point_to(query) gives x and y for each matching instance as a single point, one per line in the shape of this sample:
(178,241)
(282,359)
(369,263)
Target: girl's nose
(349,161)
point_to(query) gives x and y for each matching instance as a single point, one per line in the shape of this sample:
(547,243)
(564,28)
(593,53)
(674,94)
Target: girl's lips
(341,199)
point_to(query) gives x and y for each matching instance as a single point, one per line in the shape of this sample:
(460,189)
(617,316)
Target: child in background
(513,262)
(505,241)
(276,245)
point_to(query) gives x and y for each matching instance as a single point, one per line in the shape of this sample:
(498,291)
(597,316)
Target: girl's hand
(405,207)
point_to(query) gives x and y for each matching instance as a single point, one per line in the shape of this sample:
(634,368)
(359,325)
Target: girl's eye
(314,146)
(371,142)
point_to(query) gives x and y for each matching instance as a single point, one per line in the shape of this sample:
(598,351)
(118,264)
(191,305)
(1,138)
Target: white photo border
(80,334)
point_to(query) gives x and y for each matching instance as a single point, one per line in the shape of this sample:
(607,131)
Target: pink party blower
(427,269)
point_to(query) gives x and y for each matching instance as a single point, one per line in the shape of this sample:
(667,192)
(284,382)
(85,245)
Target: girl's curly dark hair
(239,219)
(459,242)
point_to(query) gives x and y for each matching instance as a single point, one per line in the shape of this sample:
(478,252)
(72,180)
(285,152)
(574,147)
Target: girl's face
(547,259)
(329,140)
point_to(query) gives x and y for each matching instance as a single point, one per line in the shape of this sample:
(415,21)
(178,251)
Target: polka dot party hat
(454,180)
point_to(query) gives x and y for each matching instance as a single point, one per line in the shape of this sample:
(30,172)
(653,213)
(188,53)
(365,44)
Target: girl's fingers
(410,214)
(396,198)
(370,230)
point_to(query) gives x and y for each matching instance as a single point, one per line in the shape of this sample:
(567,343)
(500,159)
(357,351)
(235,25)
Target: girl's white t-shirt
____
Required work: Quote the entire listing above exactly.

Output below:
point_to(query) gives x and y for each matching instance as a single point, one per line in the shape of this sample:
(178,241)
(282,359)
(369,263)
Target: girl's nose
(349,161)
point_to(query) gives x and y for each matching instance as a single point, one per line in the shape of this sample:
(547,243)
(564,28)
(593,53)
(674,94)
Target: girl's lips
(341,199)
point_to(query) gives x and y for each matching instance as a single point, one per line in the shape of this sample:
(460,189)
(617,316)
Target: child in background
(513,262)
(505,241)
(276,245)
point_to(query) gives x and y for each matching instance as a single point, one per line in the shape of this sample:
(498,291)
(597,316)
Target: girl's hand
(405,207)
point_to(query) gives x and y for each matching instance as a single point, one per line in the shape of this sample:
(634,368)
(359,325)
Target: girl's eye
(314,146)
(371,142)
point_to(query) gives x and y for each matching instance as a single point, one per line in the shape of this sample:
(598,351)
(118,264)
(191,305)
(1,138)
Target: white photo border
(80,334)
point_to(query) gives x and y for each matching instance as a single point, one per line in the shape of this sample:
(607,131)
Target: pink party blower
(427,269)
point_to(query) gives x and y for each matching instance as a single point, one per line in the shape of this sample:
(667,192)
(284,382)
(85,245)
Target: girl's curly dark hair
(239,219)
(459,242)
point_to(query) gives x and y for each matching instance as a single point, one per line in the shape of this sample:
(478,252)
(72,180)
(285,152)
(574,147)
Target: girl's face
(547,259)
(329,140)
point_to(query) gives x and y for each matching instance as a single point, one per line in the shape of this sample:
(415,21)
(178,251)
Target: polka dot party hat
(454,180)
point_to(query) gives x and y for each matching instance as a single point, one per line in the shape of this sample:
(30,172)
(653,213)
(188,53)
(365,44)
Target: girl's fingers
(410,214)
(396,198)
(370,230)
point_to(query) gives x and y for each matching instance as a single point, one per line in the shape of this sample:
(567,343)
(500,159)
(357,351)
(235,25)
Target: girl's white t-shirt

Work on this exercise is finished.